Would you print every entry below exactly as written, omitting the images?

Free-text object descriptions:
[Start of section]
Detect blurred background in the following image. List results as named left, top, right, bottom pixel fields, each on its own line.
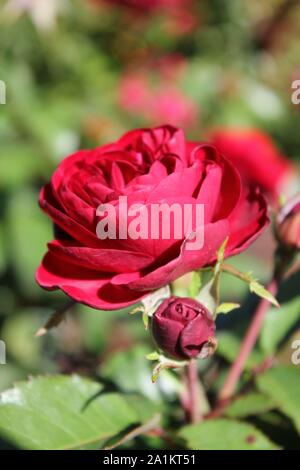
left=0, top=0, right=300, bottom=418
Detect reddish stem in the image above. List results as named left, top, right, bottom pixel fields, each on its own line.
left=218, top=278, right=279, bottom=402
left=185, top=360, right=202, bottom=423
[End of section]
◆ **Result below**:
Detect blurred background in the following image. List results as named left, top, right, bottom pixel fields, each on its own line.
left=0, top=0, right=300, bottom=418
Detect reddish stem in the image above. List results as named left, top, right, bottom pixel fields, each on its own line.
left=218, top=278, right=279, bottom=402
left=185, top=360, right=202, bottom=423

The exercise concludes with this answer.